-- Exercise instructions --
Each line of the data below from the one holding "human hand on handlebar" to the one holding "mountain bike", inclusive, is to be reproduced exactly; no other line belongs in the answer.

### Entries provided ###

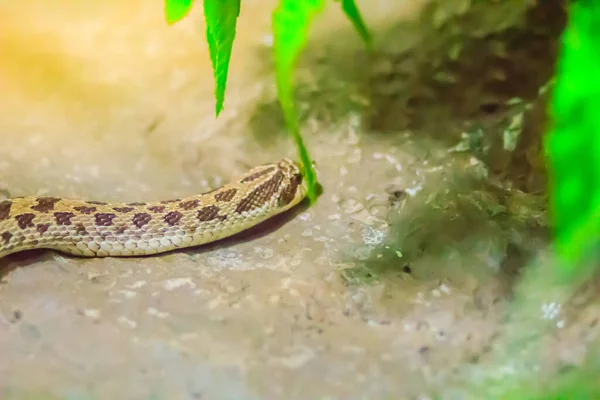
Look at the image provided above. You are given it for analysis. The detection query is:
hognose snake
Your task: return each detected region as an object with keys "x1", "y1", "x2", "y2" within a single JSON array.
[{"x1": 0, "y1": 158, "x2": 308, "y2": 259}]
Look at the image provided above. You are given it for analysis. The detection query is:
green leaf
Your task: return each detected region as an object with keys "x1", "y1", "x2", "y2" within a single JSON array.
[
  {"x1": 334, "y1": 0, "x2": 372, "y2": 48},
  {"x1": 546, "y1": 0, "x2": 600, "y2": 275},
  {"x1": 272, "y1": 0, "x2": 325, "y2": 205},
  {"x1": 204, "y1": 0, "x2": 241, "y2": 116},
  {"x1": 164, "y1": 0, "x2": 194, "y2": 25}
]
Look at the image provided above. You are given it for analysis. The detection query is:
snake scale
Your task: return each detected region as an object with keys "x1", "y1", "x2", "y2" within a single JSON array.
[{"x1": 0, "y1": 158, "x2": 307, "y2": 259}]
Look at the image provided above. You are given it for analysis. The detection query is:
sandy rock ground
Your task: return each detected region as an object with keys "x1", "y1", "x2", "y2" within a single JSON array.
[{"x1": 1, "y1": 1, "x2": 598, "y2": 399}]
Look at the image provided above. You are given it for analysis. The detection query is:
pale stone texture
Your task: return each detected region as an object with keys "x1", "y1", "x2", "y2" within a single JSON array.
[{"x1": 1, "y1": 1, "x2": 596, "y2": 399}]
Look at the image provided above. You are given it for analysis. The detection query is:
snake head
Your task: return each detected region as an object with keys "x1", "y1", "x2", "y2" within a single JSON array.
[{"x1": 276, "y1": 158, "x2": 309, "y2": 208}]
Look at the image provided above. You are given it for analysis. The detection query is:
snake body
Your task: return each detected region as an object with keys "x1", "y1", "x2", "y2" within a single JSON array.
[{"x1": 0, "y1": 158, "x2": 307, "y2": 259}]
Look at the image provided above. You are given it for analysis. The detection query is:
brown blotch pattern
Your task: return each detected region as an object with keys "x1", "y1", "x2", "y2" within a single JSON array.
[
  {"x1": 74, "y1": 206, "x2": 96, "y2": 214},
  {"x1": 15, "y1": 213, "x2": 35, "y2": 229},
  {"x1": 36, "y1": 223, "x2": 50, "y2": 234},
  {"x1": 241, "y1": 166, "x2": 275, "y2": 183},
  {"x1": 164, "y1": 211, "x2": 183, "y2": 226},
  {"x1": 30, "y1": 197, "x2": 61, "y2": 213},
  {"x1": 214, "y1": 188, "x2": 237, "y2": 202},
  {"x1": 113, "y1": 206, "x2": 134, "y2": 213},
  {"x1": 148, "y1": 205, "x2": 166, "y2": 213},
  {"x1": 160, "y1": 199, "x2": 181, "y2": 205},
  {"x1": 127, "y1": 202, "x2": 146, "y2": 206},
  {"x1": 1, "y1": 231, "x2": 12, "y2": 243},
  {"x1": 95, "y1": 213, "x2": 117, "y2": 227},
  {"x1": 87, "y1": 201, "x2": 108, "y2": 205},
  {"x1": 235, "y1": 170, "x2": 284, "y2": 214},
  {"x1": 197, "y1": 205, "x2": 226, "y2": 222},
  {"x1": 75, "y1": 224, "x2": 86, "y2": 235},
  {"x1": 54, "y1": 212, "x2": 75, "y2": 226},
  {"x1": 115, "y1": 225, "x2": 127, "y2": 234},
  {"x1": 132, "y1": 212, "x2": 152, "y2": 228},
  {"x1": 179, "y1": 199, "x2": 199, "y2": 210},
  {"x1": 0, "y1": 200, "x2": 12, "y2": 220},
  {"x1": 279, "y1": 173, "x2": 302, "y2": 206}
]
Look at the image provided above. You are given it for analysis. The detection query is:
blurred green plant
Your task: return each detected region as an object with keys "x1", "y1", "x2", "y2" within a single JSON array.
[
  {"x1": 163, "y1": 0, "x2": 372, "y2": 204},
  {"x1": 203, "y1": 0, "x2": 240, "y2": 117},
  {"x1": 468, "y1": 3, "x2": 600, "y2": 399},
  {"x1": 334, "y1": 0, "x2": 372, "y2": 48},
  {"x1": 164, "y1": 0, "x2": 194, "y2": 24},
  {"x1": 271, "y1": 0, "x2": 327, "y2": 204},
  {"x1": 487, "y1": 347, "x2": 600, "y2": 400},
  {"x1": 545, "y1": 0, "x2": 600, "y2": 278}
]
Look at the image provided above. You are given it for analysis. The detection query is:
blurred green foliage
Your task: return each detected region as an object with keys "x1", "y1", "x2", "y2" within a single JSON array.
[
  {"x1": 545, "y1": 0, "x2": 600, "y2": 277},
  {"x1": 334, "y1": 0, "x2": 372, "y2": 48},
  {"x1": 203, "y1": 0, "x2": 240, "y2": 116},
  {"x1": 497, "y1": 355, "x2": 600, "y2": 400},
  {"x1": 163, "y1": 0, "x2": 371, "y2": 204},
  {"x1": 163, "y1": 0, "x2": 193, "y2": 25},
  {"x1": 271, "y1": 0, "x2": 326, "y2": 203}
]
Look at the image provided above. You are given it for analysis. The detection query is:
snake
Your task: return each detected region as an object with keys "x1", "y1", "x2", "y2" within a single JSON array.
[{"x1": 0, "y1": 158, "x2": 308, "y2": 259}]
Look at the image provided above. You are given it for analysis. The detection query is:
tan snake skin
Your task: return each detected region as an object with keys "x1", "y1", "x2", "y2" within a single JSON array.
[{"x1": 0, "y1": 158, "x2": 307, "y2": 259}]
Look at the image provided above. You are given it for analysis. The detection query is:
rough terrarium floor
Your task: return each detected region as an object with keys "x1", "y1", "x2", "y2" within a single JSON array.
[{"x1": 1, "y1": 1, "x2": 598, "y2": 399}]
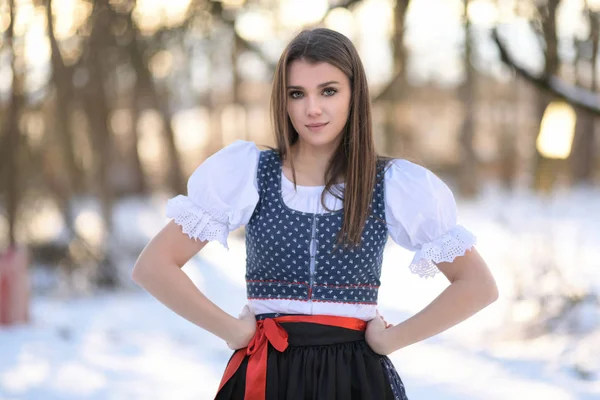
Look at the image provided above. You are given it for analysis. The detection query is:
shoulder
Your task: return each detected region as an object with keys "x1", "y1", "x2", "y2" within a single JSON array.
[
  {"x1": 186, "y1": 140, "x2": 262, "y2": 197},
  {"x1": 205, "y1": 140, "x2": 262, "y2": 164},
  {"x1": 383, "y1": 158, "x2": 454, "y2": 200},
  {"x1": 384, "y1": 158, "x2": 436, "y2": 177},
  {"x1": 188, "y1": 141, "x2": 261, "y2": 183}
]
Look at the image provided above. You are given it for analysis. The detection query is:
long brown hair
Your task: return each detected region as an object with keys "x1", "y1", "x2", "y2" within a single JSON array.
[{"x1": 270, "y1": 28, "x2": 389, "y2": 248}]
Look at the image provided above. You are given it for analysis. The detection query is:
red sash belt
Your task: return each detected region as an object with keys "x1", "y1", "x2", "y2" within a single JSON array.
[{"x1": 215, "y1": 315, "x2": 367, "y2": 400}]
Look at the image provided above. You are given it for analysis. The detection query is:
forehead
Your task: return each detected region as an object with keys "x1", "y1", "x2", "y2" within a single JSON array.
[{"x1": 286, "y1": 60, "x2": 348, "y2": 86}]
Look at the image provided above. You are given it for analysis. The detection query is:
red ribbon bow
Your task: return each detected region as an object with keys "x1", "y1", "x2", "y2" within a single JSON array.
[
  {"x1": 216, "y1": 318, "x2": 289, "y2": 399},
  {"x1": 215, "y1": 315, "x2": 367, "y2": 400}
]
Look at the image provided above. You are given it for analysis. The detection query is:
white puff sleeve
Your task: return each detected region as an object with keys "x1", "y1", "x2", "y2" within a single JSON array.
[
  {"x1": 165, "y1": 140, "x2": 260, "y2": 249},
  {"x1": 384, "y1": 159, "x2": 477, "y2": 278}
]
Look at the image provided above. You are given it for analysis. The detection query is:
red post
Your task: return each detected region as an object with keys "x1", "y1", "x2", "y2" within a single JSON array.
[{"x1": 0, "y1": 245, "x2": 30, "y2": 325}]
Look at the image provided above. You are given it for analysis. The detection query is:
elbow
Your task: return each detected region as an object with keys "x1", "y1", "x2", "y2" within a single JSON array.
[
  {"x1": 489, "y1": 286, "x2": 499, "y2": 305},
  {"x1": 132, "y1": 255, "x2": 172, "y2": 287},
  {"x1": 464, "y1": 274, "x2": 498, "y2": 308},
  {"x1": 131, "y1": 260, "x2": 148, "y2": 287},
  {"x1": 484, "y1": 278, "x2": 499, "y2": 306},
  {"x1": 131, "y1": 266, "x2": 142, "y2": 286}
]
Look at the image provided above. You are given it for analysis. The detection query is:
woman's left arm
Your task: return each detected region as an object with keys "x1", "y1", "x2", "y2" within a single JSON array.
[{"x1": 367, "y1": 247, "x2": 498, "y2": 355}]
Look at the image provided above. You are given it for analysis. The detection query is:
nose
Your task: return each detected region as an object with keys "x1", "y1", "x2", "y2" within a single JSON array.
[{"x1": 306, "y1": 96, "x2": 322, "y2": 117}]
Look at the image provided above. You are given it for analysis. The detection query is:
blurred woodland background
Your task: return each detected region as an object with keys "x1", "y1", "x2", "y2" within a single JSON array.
[
  {"x1": 0, "y1": 1, "x2": 600, "y2": 397},
  {"x1": 0, "y1": 0, "x2": 599, "y2": 354}
]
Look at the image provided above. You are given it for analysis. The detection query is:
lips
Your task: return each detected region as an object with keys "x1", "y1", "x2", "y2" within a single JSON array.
[{"x1": 306, "y1": 122, "x2": 328, "y2": 128}]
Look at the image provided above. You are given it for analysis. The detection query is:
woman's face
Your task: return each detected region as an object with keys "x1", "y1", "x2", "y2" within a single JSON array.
[{"x1": 286, "y1": 60, "x2": 351, "y2": 151}]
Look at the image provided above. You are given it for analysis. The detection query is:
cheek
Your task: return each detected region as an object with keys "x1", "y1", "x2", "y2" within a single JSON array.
[
  {"x1": 344, "y1": 95, "x2": 351, "y2": 113},
  {"x1": 287, "y1": 103, "x2": 299, "y2": 122},
  {"x1": 335, "y1": 97, "x2": 351, "y2": 119}
]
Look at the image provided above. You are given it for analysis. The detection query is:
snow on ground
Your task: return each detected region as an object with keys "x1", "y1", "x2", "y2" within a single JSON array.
[{"x1": 1, "y1": 186, "x2": 599, "y2": 399}]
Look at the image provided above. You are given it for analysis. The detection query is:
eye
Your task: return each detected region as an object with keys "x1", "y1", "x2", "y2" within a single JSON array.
[
  {"x1": 288, "y1": 90, "x2": 303, "y2": 99},
  {"x1": 323, "y1": 87, "x2": 337, "y2": 97}
]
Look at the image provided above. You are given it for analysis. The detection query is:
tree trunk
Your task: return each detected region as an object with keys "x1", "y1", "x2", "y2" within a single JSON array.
[
  {"x1": 533, "y1": 0, "x2": 562, "y2": 193},
  {"x1": 124, "y1": 11, "x2": 186, "y2": 195},
  {"x1": 458, "y1": 0, "x2": 478, "y2": 197},
  {"x1": 46, "y1": 0, "x2": 85, "y2": 195},
  {"x1": 130, "y1": 82, "x2": 148, "y2": 194},
  {"x1": 81, "y1": 0, "x2": 117, "y2": 287},
  {"x1": 570, "y1": 6, "x2": 598, "y2": 183},
  {"x1": 232, "y1": 32, "x2": 244, "y2": 140},
  {"x1": 393, "y1": 0, "x2": 410, "y2": 80},
  {"x1": 3, "y1": 0, "x2": 22, "y2": 246},
  {"x1": 499, "y1": 73, "x2": 520, "y2": 190},
  {"x1": 383, "y1": 0, "x2": 411, "y2": 156},
  {"x1": 206, "y1": 37, "x2": 225, "y2": 157}
]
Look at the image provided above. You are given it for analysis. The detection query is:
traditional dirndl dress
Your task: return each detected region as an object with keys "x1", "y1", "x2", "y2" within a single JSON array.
[
  {"x1": 165, "y1": 142, "x2": 477, "y2": 399},
  {"x1": 214, "y1": 150, "x2": 408, "y2": 399},
  {"x1": 215, "y1": 314, "x2": 408, "y2": 400}
]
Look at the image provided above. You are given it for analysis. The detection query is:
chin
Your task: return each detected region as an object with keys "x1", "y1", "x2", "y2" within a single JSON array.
[{"x1": 298, "y1": 131, "x2": 342, "y2": 149}]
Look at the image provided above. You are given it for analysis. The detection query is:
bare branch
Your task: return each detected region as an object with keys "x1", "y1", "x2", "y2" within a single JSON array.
[{"x1": 492, "y1": 27, "x2": 600, "y2": 115}]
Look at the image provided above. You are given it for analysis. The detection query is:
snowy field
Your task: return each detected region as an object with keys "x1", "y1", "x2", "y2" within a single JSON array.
[{"x1": 1, "y1": 185, "x2": 599, "y2": 399}]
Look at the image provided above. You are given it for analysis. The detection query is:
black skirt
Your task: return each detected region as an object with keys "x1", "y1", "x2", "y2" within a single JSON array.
[{"x1": 215, "y1": 314, "x2": 408, "y2": 400}]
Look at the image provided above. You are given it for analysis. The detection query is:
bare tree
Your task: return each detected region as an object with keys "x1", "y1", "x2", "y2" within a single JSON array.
[
  {"x1": 493, "y1": 28, "x2": 600, "y2": 114},
  {"x1": 498, "y1": 72, "x2": 520, "y2": 190},
  {"x1": 532, "y1": 0, "x2": 562, "y2": 192},
  {"x1": 372, "y1": 0, "x2": 412, "y2": 157},
  {"x1": 45, "y1": 0, "x2": 84, "y2": 243},
  {"x1": 2, "y1": 0, "x2": 19, "y2": 246},
  {"x1": 493, "y1": 3, "x2": 600, "y2": 189},
  {"x1": 121, "y1": 5, "x2": 186, "y2": 195},
  {"x1": 570, "y1": 1, "x2": 599, "y2": 183},
  {"x1": 46, "y1": 0, "x2": 85, "y2": 194},
  {"x1": 491, "y1": 1, "x2": 600, "y2": 342},
  {"x1": 130, "y1": 82, "x2": 149, "y2": 194},
  {"x1": 79, "y1": 0, "x2": 118, "y2": 286},
  {"x1": 458, "y1": 0, "x2": 478, "y2": 197}
]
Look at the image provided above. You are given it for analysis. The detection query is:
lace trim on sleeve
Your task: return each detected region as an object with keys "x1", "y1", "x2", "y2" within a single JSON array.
[
  {"x1": 409, "y1": 225, "x2": 477, "y2": 278},
  {"x1": 166, "y1": 195, "x2": 229, "y2": 250}
]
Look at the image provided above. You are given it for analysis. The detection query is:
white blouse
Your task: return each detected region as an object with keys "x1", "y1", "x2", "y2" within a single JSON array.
[{"x1": 166, "y1": 140, "x2": 477, "y2": 320}]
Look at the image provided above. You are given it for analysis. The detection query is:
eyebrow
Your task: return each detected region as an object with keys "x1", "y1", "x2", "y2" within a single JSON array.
[{"x1": 286, "y1": 81, "x2": 341, "y2": 90}]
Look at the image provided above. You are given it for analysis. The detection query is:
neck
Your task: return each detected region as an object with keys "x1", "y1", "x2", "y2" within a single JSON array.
[
  {"x1": 293, "y1": 142, "x2": 334, "y2": 169},
  {"x1": 284, "y1": 140, "x2": 341, "y2": 186}
]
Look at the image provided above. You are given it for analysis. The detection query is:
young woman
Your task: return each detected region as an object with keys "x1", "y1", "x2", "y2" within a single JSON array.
[{"x1": 132, "y1": 28, "x2": 498, "y2": 399}]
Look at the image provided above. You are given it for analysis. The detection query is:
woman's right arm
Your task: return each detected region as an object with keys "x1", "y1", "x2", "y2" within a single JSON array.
[{"x1": 131, "y1": 220, "x2": 255, "y2": 348}]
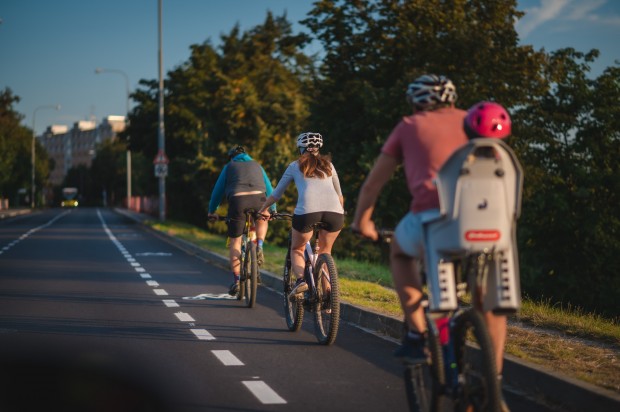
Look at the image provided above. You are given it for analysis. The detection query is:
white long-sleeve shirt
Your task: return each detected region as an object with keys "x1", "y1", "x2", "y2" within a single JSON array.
[{"x1": 271, "y1": 160, "x2": 344, "y2": 215}]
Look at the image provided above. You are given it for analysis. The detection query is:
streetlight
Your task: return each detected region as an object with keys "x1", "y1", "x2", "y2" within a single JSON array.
[
  {"x1": 32, "y1": 104, "x2": 60, "y2": 208},
  {"x1": 95, "y1": 67, "x2": 132, "y2": 208}
]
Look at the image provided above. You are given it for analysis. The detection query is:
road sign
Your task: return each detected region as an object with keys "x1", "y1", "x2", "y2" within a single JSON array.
[
  {"x1": 153, "y1": 149, "x2": 169, "y2": 165},
  {"x1": 154, "y1": 164, "x2": 168, "y2": 177}
]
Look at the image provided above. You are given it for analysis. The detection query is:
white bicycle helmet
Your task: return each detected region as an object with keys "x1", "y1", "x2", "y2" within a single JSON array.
[
  {"x1": 297, "y1": 132, "x2": 323, "y2": 154},
  {"x1": 406, "y1": 74, "x2": 457, "y2": 110}
]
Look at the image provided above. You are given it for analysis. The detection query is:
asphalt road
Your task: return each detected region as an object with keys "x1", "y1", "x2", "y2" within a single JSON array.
[{"x1": 0, "y1": 208, "x2": 556, "y2": 411}]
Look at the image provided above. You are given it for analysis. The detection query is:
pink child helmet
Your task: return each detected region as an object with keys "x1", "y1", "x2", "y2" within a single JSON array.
[{"x1": 464, "y1": 101, "x2": 512, "y2": 139}]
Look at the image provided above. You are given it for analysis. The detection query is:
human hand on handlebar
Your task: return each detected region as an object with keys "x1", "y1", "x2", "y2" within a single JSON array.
[{"x1": 350, "y1": 220, "x2": 379, "y2": 242}]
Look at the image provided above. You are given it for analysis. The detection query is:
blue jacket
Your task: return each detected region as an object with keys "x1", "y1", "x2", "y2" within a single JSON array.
[{"x1": 208, "y1": 153, "x2": 275, "y2": 214}]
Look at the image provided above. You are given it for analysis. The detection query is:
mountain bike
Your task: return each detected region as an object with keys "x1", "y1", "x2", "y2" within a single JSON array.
[
  {"x1": 270, "y1": 212, "x2": 341, "y2": 345},
  {"x1": 371, "y1": 231, "x2": 502, "y2": 412},
  {"x1": 208, "y1": 208, "x2": 261, "y2": 308},
  {"x1": 364, "y1": 138, "x2": 523, "y2": 411}
]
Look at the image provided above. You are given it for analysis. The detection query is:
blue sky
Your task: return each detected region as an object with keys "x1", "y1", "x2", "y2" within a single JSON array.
[{"x1": 1, "y1": 0, "x2": 618, "y2": 135}]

###

-- Problem solution --
human hand on handlebar
Your task: return each detected region as an object with keys "x1", "y1", "x2", "y2" within a single JSON array.
[{"x1": 350, "y1": 220, "x2": 379, "y2": 242}]
Look at the image provided above. You are given it for analysis. The detection query is:
blue jacket
Your task: return each detected region as an object with keys "x1", "y1", "x2", "y2" within a single JSON array.
[{"x1": 208, "y1": 153, "x2": 275, "y2": 214}]
Look at the image provided above. You are given it for analysis. The detection query is:
mountain bike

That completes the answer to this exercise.